- DIRECTIVES:
(a) Set down the passage on Middle East railways word for word, between "Now the countries" and "implementing the project.", inclusive.
(b) In the passage on Middle East railways, what are the stages of the Jordanian national railways plan? Give each one as the text describes it.

Now the countries of the Middle East have discovered that rehabilitating their railways and integrating them into the overall plan of the Chinese government, opens up new trade opportunities connecting Europe, Asia and the Persian Gulf.
Jordan, for example, is the most important land corridor in any future railway from the Persian Gulf to Haifa Bay via Saudi Arabia, and perhaps even in the future eastwards to Iraq. Israel's Ministry of Foreign Affairs and Ministry of Transport see linking up to Jordan's infrastructure as a fait accompli but the reality is more complicated.
The first problem is logistics. Jordan's tracks and rolling stock are obsolete and rehabilitating the railway system in the Hashemite Kingdom will cost billions of dollars, which the country doesn't have. In the past three years, the Jordanian government has been trying to draft a tender for implementing the project.
According to the Jordanian plan, the national railways project will include building wide tracks for large cargo trains, up to 1.5 kilometers in length and which can travel at 120 kilometers per hour. The first preference of the Jordanians is to increase use of Aqaba port and improve its ability to transport phosphates. The first stage of the plan includes building a 400 kilometer railway from Aqaba to a 'land cargo port' near Amman.
The second stage includes a link to Amman itself and the third stage would be a railway eastwards towards Iraq. Other plans include an extension southwards to Saudi Arabia and northwards to Syria, which plans rehabilitating its railway network.
International tenders for implementing the first stage were meant to be issued in the very near future but it seems that the Jordanians are having problems in financing the project. The Jordanians have also not made any official mention of the link to Haifa. Economic-strategic cooperation with Israel remains a sensitive topic in internal Jordanian politics and is also a 'red flag' as far as Egypt is concerned, an important trade partner for Jordan, because any land connection would be a "Suez Canal bypass" and a strategic threat to Egypt's revenue.
Although the Egyptian government is staying out of the matter, among other things because it has close economic collaboration with China, the country's main media outlets have called the railway project, "economic colonialism of the Zionist State."
Saudi Arabia is also in a similar situation and for the time being has no diplomatic relations with Israel, which is still officially deemed an 'enemy state.' So officially transporting imports and exports over land via a railway infrastructure must overcome political hurdles.

- MATERIAL PROVIDED:

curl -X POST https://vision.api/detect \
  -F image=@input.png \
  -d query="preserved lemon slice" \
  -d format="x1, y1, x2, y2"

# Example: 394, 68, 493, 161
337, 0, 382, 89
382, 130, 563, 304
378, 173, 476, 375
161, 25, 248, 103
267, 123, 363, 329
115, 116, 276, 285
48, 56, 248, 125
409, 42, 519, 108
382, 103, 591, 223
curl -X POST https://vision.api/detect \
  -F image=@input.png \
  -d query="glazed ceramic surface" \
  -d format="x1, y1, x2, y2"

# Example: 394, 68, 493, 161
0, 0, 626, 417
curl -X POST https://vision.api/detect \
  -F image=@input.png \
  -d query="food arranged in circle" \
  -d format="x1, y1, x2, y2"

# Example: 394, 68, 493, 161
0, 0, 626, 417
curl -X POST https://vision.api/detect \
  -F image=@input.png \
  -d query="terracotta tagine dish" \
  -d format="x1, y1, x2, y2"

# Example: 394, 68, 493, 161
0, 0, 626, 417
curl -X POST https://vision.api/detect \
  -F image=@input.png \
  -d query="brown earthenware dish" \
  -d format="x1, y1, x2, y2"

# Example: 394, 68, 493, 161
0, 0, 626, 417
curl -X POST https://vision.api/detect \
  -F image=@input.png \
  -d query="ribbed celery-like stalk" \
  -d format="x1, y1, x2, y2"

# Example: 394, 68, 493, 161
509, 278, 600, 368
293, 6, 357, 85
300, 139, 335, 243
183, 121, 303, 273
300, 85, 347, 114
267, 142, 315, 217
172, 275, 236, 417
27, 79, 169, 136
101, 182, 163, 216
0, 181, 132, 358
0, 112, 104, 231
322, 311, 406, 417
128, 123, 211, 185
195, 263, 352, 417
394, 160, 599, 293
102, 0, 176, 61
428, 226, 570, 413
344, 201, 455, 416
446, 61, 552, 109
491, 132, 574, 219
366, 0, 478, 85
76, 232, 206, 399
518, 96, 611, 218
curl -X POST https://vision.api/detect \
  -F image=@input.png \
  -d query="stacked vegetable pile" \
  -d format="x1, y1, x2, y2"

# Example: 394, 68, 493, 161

- ANSWERS PROVIDED:
(a)
Now the countries of the Middle East have discovered that rehabilitating their railways and integrating them into the overall plan of the Chinese government, opens up new trade opportunities connecting Europe, Asia and the Persian Gulf.
Jordan, for example, is the most important land corridor in any future railway from the Persian Gulf to Haifa Bay via Saudi Arabia, and perhaps even in the future eastwards to Iraq. Israel's Ministry of Foreign Affairs and Ministry of Transport see linking up to Jordan's infrastructure as a fait accompli but the reality is more complicated.
The first problem is logistics. Jordan's tracks and rolling stock are obsolete and rehabilitating the railway system in the Hashemite Kingdom will cost billions of dollars, which the country doesn't have. In the past three years, the Jordanian government has been trying to draft a tender for implementing the project.

(b)
1. First stage: building a 400 kilometer railway from Aqaba to a 'land cargo port' near Amman.
2. Second stage: a link to Amman itself.
3. Third stage: a railway eastwards towards Iraq.